Segment Start: AVAILABLE RECORDS
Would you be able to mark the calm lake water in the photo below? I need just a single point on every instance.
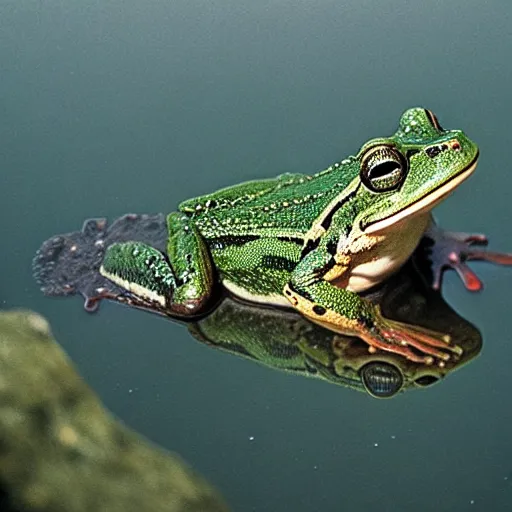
(129, 106)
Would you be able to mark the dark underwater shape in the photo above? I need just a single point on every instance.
(69, 264)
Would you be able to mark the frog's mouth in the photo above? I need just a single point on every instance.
(425, 204)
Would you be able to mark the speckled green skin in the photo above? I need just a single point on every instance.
(291, 236)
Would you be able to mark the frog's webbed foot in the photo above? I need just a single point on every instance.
(446, 249)
(416, 343)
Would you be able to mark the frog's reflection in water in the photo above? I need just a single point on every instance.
(279, 338)
(284, 340)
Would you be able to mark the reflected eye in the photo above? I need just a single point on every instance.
(383, 168)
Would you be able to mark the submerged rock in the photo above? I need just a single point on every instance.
(60, 450)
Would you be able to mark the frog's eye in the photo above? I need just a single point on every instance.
(383, 168)
(433, 120)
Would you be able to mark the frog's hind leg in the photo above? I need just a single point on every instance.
(180, 286)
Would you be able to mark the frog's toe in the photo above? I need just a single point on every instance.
(441, 250)
(415, 343)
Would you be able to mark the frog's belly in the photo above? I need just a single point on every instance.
(374, 266)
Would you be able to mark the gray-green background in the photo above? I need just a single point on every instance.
(110, 106)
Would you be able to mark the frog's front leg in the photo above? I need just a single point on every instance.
(346, 312)
(443, 250)
(181, 284)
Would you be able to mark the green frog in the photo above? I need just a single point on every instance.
(311, 242)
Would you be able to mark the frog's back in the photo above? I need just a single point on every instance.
(283, 206)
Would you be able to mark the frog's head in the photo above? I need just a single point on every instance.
(411, 171)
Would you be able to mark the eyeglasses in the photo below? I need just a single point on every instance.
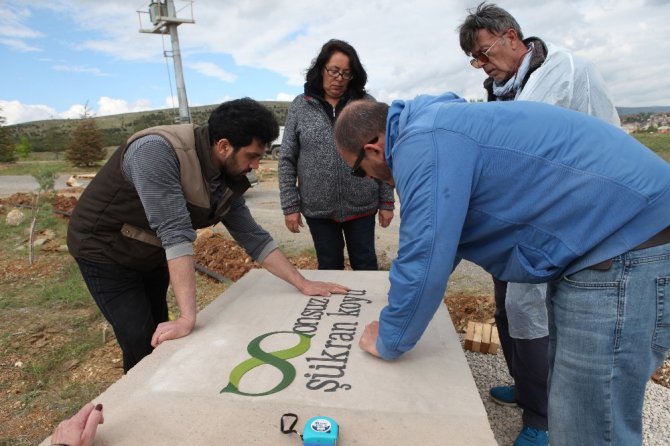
Segment End: AVAILABLE RECORDS
◆ **BRIEF**
Before copying, set the pictures aside; then reproduce each entry above exactly.

◆ **OUTPUT FOR THIS EXERCISE**
Would you be able to mark the calm lake water in the photo below? I need just a single point on every instance.
(129, 106)
Would you be able to mark the dark underwater shape in the photo above? I need just a single point on every instance.
(69, 264)
Would you be able to mark the frog's mouth in the photo above? I need just a single point on every instance.
(425, 204)
Would you be able to mark the speckled green skin in the photo above? I need just a single point on every instance.
(291, 236)
Would you be able to mark the frog's webbed foot in the photo above? I need just a single point on every instance.
(446, 249)
(416, 343)
Would you be able to mark the frog's reflection in water in the photo above? I need just a single point on every instance.
(279, 338)
(284, 340)
Would you be able to mark the reflected eye in the photo above? I need just a single point on every instance.
(383, 168)
Would you be able to mark the submerged rock in the photo above? I need just a single point on every instance.
(60, 450)
Would you be able to mark the frog's eye in the photo above? I need just a single point on every instance.
(383, 168)
(433, 120)
Would you be able to mark the frog's hind leg in the photo above? I need just a single point on every instance.
(180, 286)
Would you be able to mark the frog's toe in the photo above? I need just a single point on every instance.
(441, 250)
(415, 343)
Would you be able to mark the frog's belly in the photo above? I need just a single point on every instance.
(374, 266)
Would you be able to mark the gray-green background in the photo above? I need just a single point on every instance.
(110, 106)
Would you be able to mark the frog's front leg in the photo above? I need just a single point on every instance.
(346, 312)
(443, 250)
(181, 284)
Would you be able to mark the green frog in the photo above? I need just a single point on every instance.
(311, 242)
Would you be able to mark the frog's back in the photo above? I need just a single point on every instance.
(283, 206)
Would you be able to mark the frog's head in the photo above? I need just a single point on every instance.
(411, 171)
Would you be able to mark the eyeglasses in the photo below? I need just a single point on every instance.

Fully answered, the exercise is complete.